**GOAL A**
Pick out and copy every line in the listing below that contains the string "shorts". Case counts.

**EXCERPT PROVIDED**
————

Why the Welfare Uprating Bill deserves to be defeated

Osborne's plan to cut benefits will force more of the poorest families to choose between heating and eating.

After weeks of increasingly fractious debate, MPs will vote today on the government’s Welfare Benefits Uprating Bill, which enshrines in law George Osborne’s plan to raise benefits by 1 per cent per year for the next three years, rather than in line with price increases. With the support of almost all Conservative and Liberal Democrat MPs, the bill will easily pass the House of Commons (Labour, to its credit, will vote against it) but here are four reasons why it deserves to be defeated.

1. It will force even more of the poorest families to choose between heating and eating

By raising benefits by 1 per cent, rather than in line with inflation, which stood at 2.2 per cent in September 2012 (the month traditionally used to calculate benefit increases), the coalition will leave the poorest families even more vulnerable to fluctuations in food and energy prices. Inflation is forecast by the Office for Budget Responsibility to be 2.6 per cent in September 2013 and 2.2 per cent in September 2014, meaning that those families affected will have suffered a cumulative loss of four per cent of income by the end of the period. For many, this will mean being forced to choose between heating their home and feeding their family.

As the Institute for Fiscal Studies reported yesterday, 2.5 million households without someone in work will lose an average of £215 per year in 2015-16, while seven million households with someone in work will lose an average of £165 per year. If, as in recent years, inflation rises faster than expected, these losses will be even greater.

2. It will damage the economy by reducing real incomes

When wages are stagnant and unemployment is high, benefit payments automatically increase in order to limit the fall in consumer demand. While government borrowing rises as a result, these "automatic stabilisers" have long been recognised as an essential tool of economic policy. In October 2012, George Osborne remarked: "We have never argued that you stop what economists call the automatic stabilisers operating - the lower tax receipts and extra government payments [such as higher benefits] that follow if, for example, the global economy turns down." Since those on low incomes are forced to spend, rather than save, what little they receive, they automatically stimulate growth.

But Osborne’s decision to cap benefit increases at 1 per cent will reduce the effectiveness of the automatic stabilisers as payments will now fall, rather than rise, in line with inflation, reducing real-terms incomes. As a result, Britain’s anaemic economy will be even more prone to recession.

3. Low wages aren't a reason to cut benefits

In seeking to justify the bill, the Conservatives have repeatedly highlighted the fact that in recent years benefits have risen faster than private sector wages (see their latest poster). Since 2007, the former have increased by an average of 20 per cent (in line with inflation), while the latter have increased by 11.4 per cent.

But this is an argument for increasing wages (for instance, by ensuring greater payment of the living wage), not for cutting benefits. Many of those whose wages have failed to keep pace with inflation rely on in-work benefits such as tax credits to protect their living standards. The government's decision to cut these benefits in real-terms (60 per cent of the real-terms cut falls on working families) will further squeeze their disposable income.

————

**DATA FOR THE TASK**
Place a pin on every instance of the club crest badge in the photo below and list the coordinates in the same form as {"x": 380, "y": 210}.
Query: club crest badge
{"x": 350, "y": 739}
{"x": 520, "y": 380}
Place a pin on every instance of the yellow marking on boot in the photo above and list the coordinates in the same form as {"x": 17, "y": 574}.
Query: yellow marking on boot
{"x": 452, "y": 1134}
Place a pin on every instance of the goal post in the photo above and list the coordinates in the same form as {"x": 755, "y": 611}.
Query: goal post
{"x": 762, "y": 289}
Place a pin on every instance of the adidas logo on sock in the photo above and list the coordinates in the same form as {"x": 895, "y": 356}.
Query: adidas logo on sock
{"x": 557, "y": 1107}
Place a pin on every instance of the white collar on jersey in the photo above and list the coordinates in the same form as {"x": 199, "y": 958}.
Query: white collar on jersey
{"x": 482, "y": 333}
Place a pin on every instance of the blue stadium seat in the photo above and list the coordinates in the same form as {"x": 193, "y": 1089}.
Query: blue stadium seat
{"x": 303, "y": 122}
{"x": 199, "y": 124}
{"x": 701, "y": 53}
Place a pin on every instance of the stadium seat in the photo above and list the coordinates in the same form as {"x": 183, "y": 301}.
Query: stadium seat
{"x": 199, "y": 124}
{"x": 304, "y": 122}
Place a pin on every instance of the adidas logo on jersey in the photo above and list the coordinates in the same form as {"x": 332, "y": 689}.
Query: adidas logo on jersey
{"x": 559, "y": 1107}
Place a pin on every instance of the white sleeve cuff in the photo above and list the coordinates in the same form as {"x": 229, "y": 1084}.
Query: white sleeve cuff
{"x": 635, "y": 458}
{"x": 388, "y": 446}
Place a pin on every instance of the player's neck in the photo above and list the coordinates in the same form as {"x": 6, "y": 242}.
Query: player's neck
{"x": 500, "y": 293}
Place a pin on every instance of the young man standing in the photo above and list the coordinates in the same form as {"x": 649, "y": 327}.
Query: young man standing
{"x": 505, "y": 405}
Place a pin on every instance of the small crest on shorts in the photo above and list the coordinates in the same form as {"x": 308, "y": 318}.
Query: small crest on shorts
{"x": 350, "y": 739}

————

**GOAL B**
In the article above on the Welfare Benefits Uprating Bill, how much will households without someone in work lose on average in 2015-16, according to the Institute for Fiscal Studies?

**EXPECTED ANSWER A**
Place a pin on every instance of the small crest on shorts in the photo above and list the coordinates in the same form as {"x": 308, "y": 318}.
Query: small crest on shorts

**EXPECTED ANSWER B**
An average of £215 per year.